■ **Set exercise**
Render the stretch of the listing from its start through the line containing "110], [219, 98]]" as a JSON list of strings, one per line, with blank lines and pictures left out.

■ **Materials provided**
— Start —

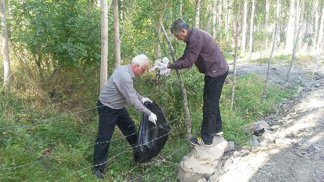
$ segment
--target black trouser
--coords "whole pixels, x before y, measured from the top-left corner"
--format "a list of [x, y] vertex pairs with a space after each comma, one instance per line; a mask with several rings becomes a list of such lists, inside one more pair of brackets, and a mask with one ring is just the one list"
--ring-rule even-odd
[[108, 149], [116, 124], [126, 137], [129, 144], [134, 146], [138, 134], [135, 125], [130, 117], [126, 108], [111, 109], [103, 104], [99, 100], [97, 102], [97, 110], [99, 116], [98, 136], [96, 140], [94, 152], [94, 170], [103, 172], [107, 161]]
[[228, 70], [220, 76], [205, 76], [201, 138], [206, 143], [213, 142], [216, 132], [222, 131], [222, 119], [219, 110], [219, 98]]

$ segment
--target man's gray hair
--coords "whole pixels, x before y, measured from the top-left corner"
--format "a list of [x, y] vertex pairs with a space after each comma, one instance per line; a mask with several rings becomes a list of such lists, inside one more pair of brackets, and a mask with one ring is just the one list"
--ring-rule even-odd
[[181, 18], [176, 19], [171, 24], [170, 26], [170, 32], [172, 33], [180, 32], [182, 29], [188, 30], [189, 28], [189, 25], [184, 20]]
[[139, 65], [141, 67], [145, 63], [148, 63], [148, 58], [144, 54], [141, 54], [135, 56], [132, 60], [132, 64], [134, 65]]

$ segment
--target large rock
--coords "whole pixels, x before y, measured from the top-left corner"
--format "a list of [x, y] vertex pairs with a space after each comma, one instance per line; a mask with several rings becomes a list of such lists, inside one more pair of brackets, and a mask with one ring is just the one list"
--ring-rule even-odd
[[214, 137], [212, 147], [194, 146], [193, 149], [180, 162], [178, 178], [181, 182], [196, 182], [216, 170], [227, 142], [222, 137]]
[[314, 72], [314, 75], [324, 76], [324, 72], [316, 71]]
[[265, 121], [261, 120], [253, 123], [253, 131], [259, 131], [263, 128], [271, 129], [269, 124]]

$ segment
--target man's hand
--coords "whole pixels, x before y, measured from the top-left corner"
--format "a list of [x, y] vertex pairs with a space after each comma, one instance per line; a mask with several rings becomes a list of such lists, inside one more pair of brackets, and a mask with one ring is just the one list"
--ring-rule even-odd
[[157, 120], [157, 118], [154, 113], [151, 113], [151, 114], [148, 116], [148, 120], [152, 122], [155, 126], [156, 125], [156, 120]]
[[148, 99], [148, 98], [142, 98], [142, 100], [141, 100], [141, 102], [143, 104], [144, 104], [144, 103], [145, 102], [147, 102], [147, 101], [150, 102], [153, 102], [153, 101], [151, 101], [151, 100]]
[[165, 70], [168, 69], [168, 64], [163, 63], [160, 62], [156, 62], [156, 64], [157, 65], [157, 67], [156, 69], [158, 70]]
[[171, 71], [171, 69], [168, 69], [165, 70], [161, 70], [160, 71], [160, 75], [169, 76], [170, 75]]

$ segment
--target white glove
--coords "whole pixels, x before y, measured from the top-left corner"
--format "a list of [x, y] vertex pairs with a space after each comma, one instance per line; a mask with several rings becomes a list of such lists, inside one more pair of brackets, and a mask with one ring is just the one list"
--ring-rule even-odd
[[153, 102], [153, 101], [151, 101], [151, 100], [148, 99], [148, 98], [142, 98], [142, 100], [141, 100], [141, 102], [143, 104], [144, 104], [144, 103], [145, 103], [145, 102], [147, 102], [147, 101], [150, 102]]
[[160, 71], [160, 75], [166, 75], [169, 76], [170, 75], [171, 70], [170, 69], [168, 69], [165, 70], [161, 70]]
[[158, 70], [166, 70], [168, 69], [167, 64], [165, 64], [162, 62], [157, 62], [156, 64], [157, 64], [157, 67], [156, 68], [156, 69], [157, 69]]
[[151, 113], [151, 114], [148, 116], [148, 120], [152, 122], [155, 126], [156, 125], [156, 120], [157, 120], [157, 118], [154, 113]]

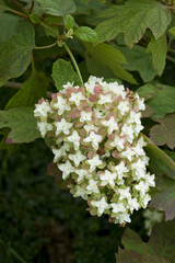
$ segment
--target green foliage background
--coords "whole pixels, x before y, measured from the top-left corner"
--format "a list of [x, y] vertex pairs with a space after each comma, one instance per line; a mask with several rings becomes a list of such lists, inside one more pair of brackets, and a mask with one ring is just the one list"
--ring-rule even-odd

— End —

■ **Completed task**
[
  "$ segment",
  "--target black trouser",
  "--coords \"whole pixels, x before y, measured from the top-left corner\"",
  "--format \"a list of [x, y] vertex pairs with a space after each comma, one instance per line; a mask with several rings becomes a list of such lists, inside one more pair of brackets, and a mask with one ring is just the one list\"",
  "--ring-rule even-odd",
  "[[108, 149], [116, 124], [126, 137], [129, 144], [134, 146], [138, 134], [135, 125], [130, 117], [126, 108], [111, 109], [103, 104], [99, 100], [97, 102], [97, 110], [99, 116], [98, 136], [96, 140], [94, 152], [94, 170], [103, 172], [107, 161]]",
  "[[228, 70], [220, 76], [205, 76], [201, 138], [206, 143], [213, 142], [216, 132], [222, 131], [222, 119], [219, 110], [219, 98]]"
]